## START RECORDS TO USE

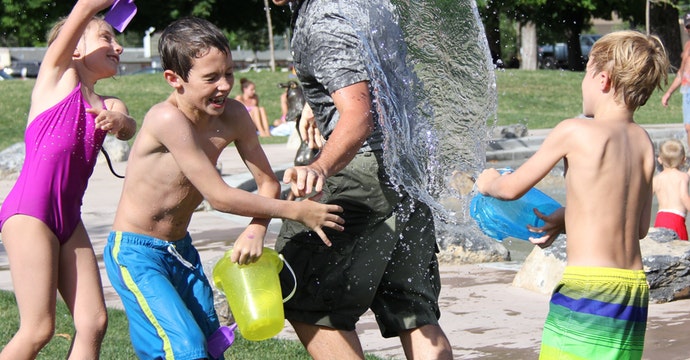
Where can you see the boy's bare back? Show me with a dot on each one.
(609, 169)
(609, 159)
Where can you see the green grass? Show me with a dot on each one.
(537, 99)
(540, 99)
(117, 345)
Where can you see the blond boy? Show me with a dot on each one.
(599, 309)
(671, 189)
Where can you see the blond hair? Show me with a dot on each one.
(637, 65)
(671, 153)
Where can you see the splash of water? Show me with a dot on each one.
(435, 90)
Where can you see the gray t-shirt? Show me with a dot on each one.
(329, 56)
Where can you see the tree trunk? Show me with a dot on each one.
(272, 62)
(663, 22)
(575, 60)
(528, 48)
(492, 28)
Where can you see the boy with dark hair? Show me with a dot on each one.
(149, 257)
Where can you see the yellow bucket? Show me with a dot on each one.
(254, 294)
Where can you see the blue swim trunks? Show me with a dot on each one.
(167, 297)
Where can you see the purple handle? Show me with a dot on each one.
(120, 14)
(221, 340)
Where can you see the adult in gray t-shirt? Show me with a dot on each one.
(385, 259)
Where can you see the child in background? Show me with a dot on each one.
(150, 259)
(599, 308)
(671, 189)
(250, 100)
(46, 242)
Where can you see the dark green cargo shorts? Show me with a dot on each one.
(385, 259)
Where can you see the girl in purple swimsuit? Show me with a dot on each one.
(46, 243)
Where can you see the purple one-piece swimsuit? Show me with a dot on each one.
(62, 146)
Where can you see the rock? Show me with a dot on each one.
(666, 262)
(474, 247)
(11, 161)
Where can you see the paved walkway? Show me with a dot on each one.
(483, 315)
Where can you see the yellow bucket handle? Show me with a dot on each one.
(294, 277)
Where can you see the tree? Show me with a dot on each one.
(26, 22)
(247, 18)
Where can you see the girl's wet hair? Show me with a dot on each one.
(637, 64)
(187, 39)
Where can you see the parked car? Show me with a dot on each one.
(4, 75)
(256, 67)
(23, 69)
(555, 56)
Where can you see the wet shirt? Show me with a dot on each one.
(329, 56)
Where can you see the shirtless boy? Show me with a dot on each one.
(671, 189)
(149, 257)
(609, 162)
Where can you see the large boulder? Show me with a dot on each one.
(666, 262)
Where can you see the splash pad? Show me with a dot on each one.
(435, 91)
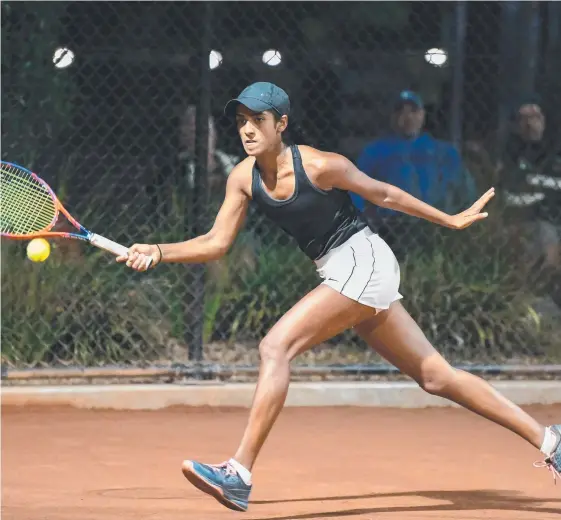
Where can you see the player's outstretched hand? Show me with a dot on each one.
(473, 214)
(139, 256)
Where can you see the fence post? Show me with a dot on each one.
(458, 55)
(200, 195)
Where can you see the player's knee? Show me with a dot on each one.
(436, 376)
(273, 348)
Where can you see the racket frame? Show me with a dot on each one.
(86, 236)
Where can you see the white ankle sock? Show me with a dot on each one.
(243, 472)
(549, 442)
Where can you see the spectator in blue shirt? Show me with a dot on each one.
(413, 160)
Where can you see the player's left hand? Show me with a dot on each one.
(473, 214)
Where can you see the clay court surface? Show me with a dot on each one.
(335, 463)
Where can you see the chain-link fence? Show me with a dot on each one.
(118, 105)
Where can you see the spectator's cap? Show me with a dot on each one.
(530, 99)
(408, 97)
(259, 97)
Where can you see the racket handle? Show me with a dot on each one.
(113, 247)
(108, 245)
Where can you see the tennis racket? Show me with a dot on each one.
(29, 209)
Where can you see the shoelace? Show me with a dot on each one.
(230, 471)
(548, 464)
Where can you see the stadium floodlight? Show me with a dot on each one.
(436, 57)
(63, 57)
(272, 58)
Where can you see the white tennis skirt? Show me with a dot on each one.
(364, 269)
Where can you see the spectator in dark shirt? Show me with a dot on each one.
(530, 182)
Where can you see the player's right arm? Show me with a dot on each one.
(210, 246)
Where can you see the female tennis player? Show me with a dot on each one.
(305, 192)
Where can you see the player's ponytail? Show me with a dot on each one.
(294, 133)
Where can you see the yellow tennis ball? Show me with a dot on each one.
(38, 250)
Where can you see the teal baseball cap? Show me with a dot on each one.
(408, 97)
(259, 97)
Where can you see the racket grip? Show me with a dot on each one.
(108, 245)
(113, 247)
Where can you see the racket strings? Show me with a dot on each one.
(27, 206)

## END RECORDS TO USE

GOAL> Copy the material above in full and exactly, skipping pictures.

THE RESULT>
Where can you see the boy's bare back? Show me with a dot on each one.
(609, 169)
(609, 159)
Where can you see the green grass? Show me with a dot on each one.
(537, 99)
(540, 99)
(117, 345)
Where can you see the blond boy? Show me with a dot on each one.
(599, 309)
(671, 189)
Where can you see the blond hair? Show me with a dot on each one.
(637, 65)
(671, 153)
Where can you see the splash of water? Show me with a dot on each one.
(435, 90)
Where can you see the gray t-shirt? Show me with a dot on each one.
(329, 56)
Where can you see the tree trunk? Show me with a dot on each one.
(272, 62)
(663, 22)
(575, 60)
(528, 48)
(492, 28)
Where can you see the boy with dark hair? Show me with a dot on each one.
(149, 257)
Where can you see the yellow bucket? Show me with a dot on each one.
(254, 294)
Where can you see the blue swim trunks? Show me with a dot on each one.
(167, 297)
Where can you see the purple handle? Show me with a dot on each one.
(120, 14)
(221, 340)
Where can you see the adult in gray t-shirt? Show me with a dot on each one.
(385, 259)
Where can you see the child in background? Show me with a dot on each one.
(150, 259)
(599, 308)
(671, 189)
(250, 100)
(46, 242)
Where can you see the dark green cargo shorts? Show me with a dot on each one.
(385, 259)
Where can you see the girl in purple swimsuit? Show me with a dot on each one.
(46, 243)
Where can you see the purple one-piece swimsuit? Show me with a dot on each one.
(62, 146)
Where can you see the rock? Show me with a dot on each one.
(666, 262)
(474, 247)
(11, 161)
Where can you see the paved walkway? Show me with a dot on each one.
(483, 315)
Where can you see the yellow bucket handle? Show me with a dot on each one.
(294, 277)
Where can you see the tree? Show me with a dot on each one.
(26, 22)
(247, 18)
Where can you see the girl's wet hair? Show me with a dot on each one.
(637, 64)
(187, 39)
Where can you see the parked car? Show me with a dot on each one.
(4, 75)
(256, 67)
(23, 69)
(555, 56)
Where can you see the wet shirt? Show me with a dot on each one.
(329, 56)
Where can you see the shirtless boy? Show me with a dot on each one.
(671, 189)
(149, 257)
(609, 162)
Where can you see the large boulder? Show me with a dot on each one.
(666, 262)
Where can you see the splash pad? Show me with a dot on each one.
(435, 91)
Where can you see the player's outstretched hand? Show me with a dot on each one.
(473, 214)
(139, 256)
Where can you see the fence post? Show me with a dot on each one.
(458, 55)
(200, 195)
Where can you see the player's knee? Show me with a dot on each one.
(436, 376)
(273, 348)
Where can you see the racket frame? Show me with a dot on each one.
(86, 236)
Where can you see the white ankle sock? Show me with a dot on each one.
(243, 472)
(549, 442)
Where can you see the spectator in blue shirt? Show me with a dot on each one.
(413, 160)
Where can you see the player's left hand? Show me with a dot on each one.
(473, 214)
Where can you see the clay court surface? Show me with a dot on each one.
(335, 463)
Where can you see the chain-link fence? Show me with a dot on each one.
(118, 105)
Where can you see the spectator's cap? Show me with a dot on each one.
(530, 99)
(408, 97)
(259, 97)
Where can you see the racket handle? Show me with a dot on each one.
(113, 247)
(108, 245)
Where can you see the tennis racket? Show me with a dot on each one.
(29, 209)
Where can you see the shoelace? Show me with a dot on each one.
(230, 471)
(548, 464)
Where can you see the stadium floodlight? Show me with a dot on each one.
(436, 57)
(63, 57)
(272, 58)
Where can you see the white tennis skirt? Show me with a dot on each one.
(364, 269)
Where can you see the spectator in dark shirt? Show me with a dot on each one.
(530, 182)
Where can you see the player's right arm? Show me with a dot on each one.
(210, 246)
Where can you see the female tennis player? Show me with a dot on each one.
(305, 192)
Where can you see the player's ponytail? Show me with a dot on each one.
(294, 133)
Where can you see the yellow tennis ball? Show me with a dot on each one.
(38, 250)
Where can you see the teal baseball cap? Show me with a dot on each one.
(408, 97)
(259, 97)
Where can you see the racket grip? Show me with a dot on each one.
(108, 245)
(113, 247)
Where can you see the racket strings? Show me with a dot on each one.
(27, 206)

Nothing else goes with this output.